====== Materials provided ======

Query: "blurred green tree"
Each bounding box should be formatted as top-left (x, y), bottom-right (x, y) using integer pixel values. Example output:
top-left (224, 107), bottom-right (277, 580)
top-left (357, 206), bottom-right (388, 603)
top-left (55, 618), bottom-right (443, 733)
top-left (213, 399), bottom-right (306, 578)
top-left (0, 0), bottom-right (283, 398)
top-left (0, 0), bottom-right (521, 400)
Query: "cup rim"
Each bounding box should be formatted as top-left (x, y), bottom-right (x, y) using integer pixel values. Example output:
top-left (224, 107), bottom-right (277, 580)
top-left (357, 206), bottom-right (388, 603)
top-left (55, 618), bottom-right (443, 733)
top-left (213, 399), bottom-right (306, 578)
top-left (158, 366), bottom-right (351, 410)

======

## Directions for this task
Restate each of the entries above verbatim.

## Response box
Query: "blurred green tree"
Each bounding box should be formatted as top-left (x, y), bottom-right (x, y) using integer pixel values. Example output:
top-left (224, 107), bottom-right (277, 580)
top-left (357, 206), bottom-right (388, 603)
top-left (55, 618), bottom-right (443, 733)
top-left (213, 399), bottom-right (306, 578)
top-left (0, 0), bottom-right (283, 398)
top-left (0, 0), bottom-right (521, 400)
Query: "cup rim"
Each bounding box should be formatted as top-left (x, y), bottom-right (x, y) using integer pixel values. Example output:
top-left (224, 107), bottom-right (277, 580)
top-left (357, 206), bottom-right (388, 603)
top-left (55, 618), bottom-right (443, 733)
top-left (213, 399), bottom-right (306, 578)
top-left (158, 366), bottom-right (351, 410)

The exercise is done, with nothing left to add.